• _Excerpted text_
==*==
I think you're getting somewhere with that, that connection there. I didn't connect it before you, but now that you're sharing it I think I can see it. Like it's almost like they're purchasing that dream right there, like this is like almost like the we talked about, um and still like an artist is like fake it till you make it, but they're doing it financially like they can't afford it. But maybe if I buy it it somehow will bring me opportunity or respect or something that will eventually allow me to stay here or, even better, the circumstance. So maybe, again, to defend those who are doing those decisions, and maybe, maybe, maybe they're buying hope, buying dreams For me, I guess, again just the pain I saw in my family growing up, it's at what cost?

Speaker 2:

Right? Because if it's I think this is, and this is just my opinion If it's just you, bro, like if it's just you as a, you know you're a single man, a single girl, you're living on your own, like you live and die with your decisions, and that's okay. Like you make those decisions. But once you have a family, once you know you're married or have kids maybe you're not married but you have children married but you have children like now that responsibility, those choices, um, they still belong to you. But now you have other variables to consider, and I think that's the hard thing for me, because what I saw growing up was that those variables weren't considered. It was like well, that's my dream, that's what I want, no matter the costs.

Speaker 2:

I think that's where I don't agree, so yeah I think there is a connection there with people buying dreams. I do think it's also connected with lack of knowledge, looking for opportunities, like they believe, like this is the only route, like there's multiple routes to get to wherever you want to live, and even like and again I'm just going off to the books you've read like even designing your life. That book we just read talks about how there's multiple lives where you'll be happy, not just one route. Some people think if I just you know, make this x amount of money or buy this house or whatever, then I'll be happy. But in reality there's multiple things that would potentially make you happy. So yeah, it's. It's such a difficult subject to really analyze it is difficult.

Speaker 1:

I don't think we're going to get to an answer or an agreement, but I do enjoy that chapter. That first one kind of. It kind of opens up this conversation about the psychology of money or the behavior behind money from an undjudgmental way, right like yeah no one's crazy like to me it just kind of reminds me when I see someone doing something that I think is crazy.
==*==
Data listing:
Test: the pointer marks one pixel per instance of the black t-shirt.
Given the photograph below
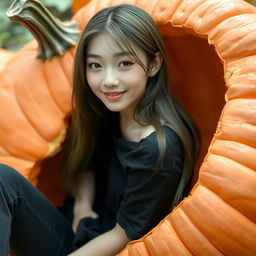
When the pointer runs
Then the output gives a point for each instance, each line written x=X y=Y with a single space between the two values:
x=130 y=189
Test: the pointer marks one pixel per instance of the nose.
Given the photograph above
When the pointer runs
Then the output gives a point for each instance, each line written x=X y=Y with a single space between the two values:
x=110 y=80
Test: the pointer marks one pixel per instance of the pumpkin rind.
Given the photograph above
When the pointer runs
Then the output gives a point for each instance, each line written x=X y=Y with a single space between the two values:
==*==
• _Work to complete_
• a. Please transcribe the part of the money conversation starting with "I don't think" and going on through "think is crazy.".
• b. Go on with the money conversation from the point where it stops.

• _Responses_
• a.
I don't think we're going to get to an answer or an agreement, but I do enjoy that chapter. That first one kind of. It kind of opens up this conversation about the psychology of money or the behavior behind money from an undjudgmental way, right like yeah no one's crazy like to me it just kind of reminds me when I see someone doing something that I think is crazy.

• b.
Speaker 1:

There's probably a reason behind it this person is doing something that I, from my point of view, find foolish, whether it could be a lack of, you know, knowledge. Maybe he doesn't know that just because he can pay for the one thousand dollar a month truck, just because you know he can literally okay, he can make the payment, doesn't mean he should get it. Maybe he's spreading himself too thin. Maybe you know he's not accounting for surprises like what if he loses his job? What if, you know, something happens and he can't make that payment? He gets, you know, repoed and he ruins his credit score. You know, maybe he's more optimistic than me, maybe I'm too pessimistic. When you take this, you know, judgment away from people's decisions, you're much more able to see things from their level. Right.

Speaker 1:

When I see my cousin or my friend buying a gucci belt and I'm like man, you should just buy a microwave. Like you need a microwave, man you're buying a belt, but you don't have a oven to buy some groceries man, dang bro.

Speaker 2:

No, I do think that that that is what he starting off the book. Just like that reality is true. I think that it's easy to judge others. It's so easy to judge others and we don't know the variables are considering, because no one actively tries to make a bad decision. No one. No one actively does.

Speaker 1:

Another thing he explains is you know in your world what is reality, what you see around you, you, the way you interpret information that's like to you, that's reality.

Speaker 2:

That's the way it is like that's the way numbers work.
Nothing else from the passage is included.